[ЗАДАНИЕ 1]: Что, согласно приведенному ниже фрагменту о браке, ответил Христос в неканонической рукописи Евангелия на вопрос о том, когда придет Царство Божие?

[ФРАГМЕНТ ТЕКСТА]:
▼▼▼
Есть место в одной рукописи Евангелия, не вошедшего в состав канонических книг, где говорится, что спросили Христа: когда придет Царство Божие? И Он ответил: Царство Божие уже пришло тогда, когда двое перестали быть двумя и стали едины. И в Ветхом, и в Новом Завете говорится, что в браке два человека делаются одной плотью, то есть одним живым существом, одной личностью в двух лицах, и, разумеется, в этом не может быть греха по существу. Грех, конечно, может вкрасться. Вкрадывается он постоянно, грех постоянно как бы ждет случая появиться: властвованием одного над другим, физическим голодом, который заменяет собой любовь и ласку, эгоизмом, бесчувствием. Конечно, нет никакого брака в христианском или в ветхозаветном смысле, если соединение двух, мужчины и женщины, начинается с плоти, а не с душевной любви или взаимного единства. Но не в браке грех, не в соединении двух грех, а в том именно, что в таких случаях нет соединения, в том, что когда нет любви, делающей из двух одно, единое существо, тогда это просто общение двух отдельных, друг друга исключающих, друг друга не признающих до конца особей. Это — грех, это прелюбодеяние, это нечистота.
▲▲▲
[ИСХОДНЫЕ ДАННЫЕ]:
▼▼▼
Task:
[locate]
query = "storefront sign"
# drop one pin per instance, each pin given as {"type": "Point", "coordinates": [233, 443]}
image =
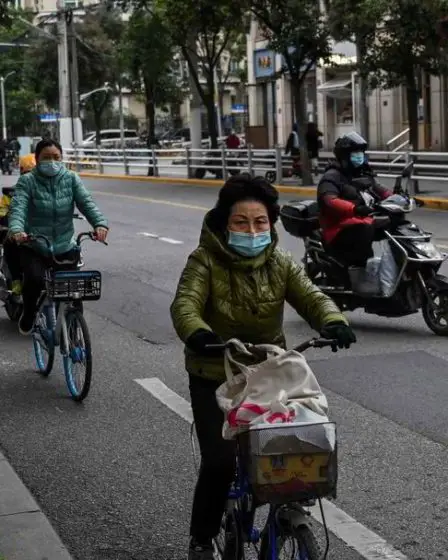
▲▲▲
[ЗАДАНИЕ 2]: Соберите из листинга все строки, в которых встречается строка "Point".

[ПОЛНЫЙ ОТВЕТ 1]: Царство Божие уже пришло тогда, когда двое перестали быть двумя и стали едины.

[ПОЛНЫЙ ОТВЕТ 2]:
# drop one pin per instance, each pin given as {"type": "Point", "coordinates": [233, 443]}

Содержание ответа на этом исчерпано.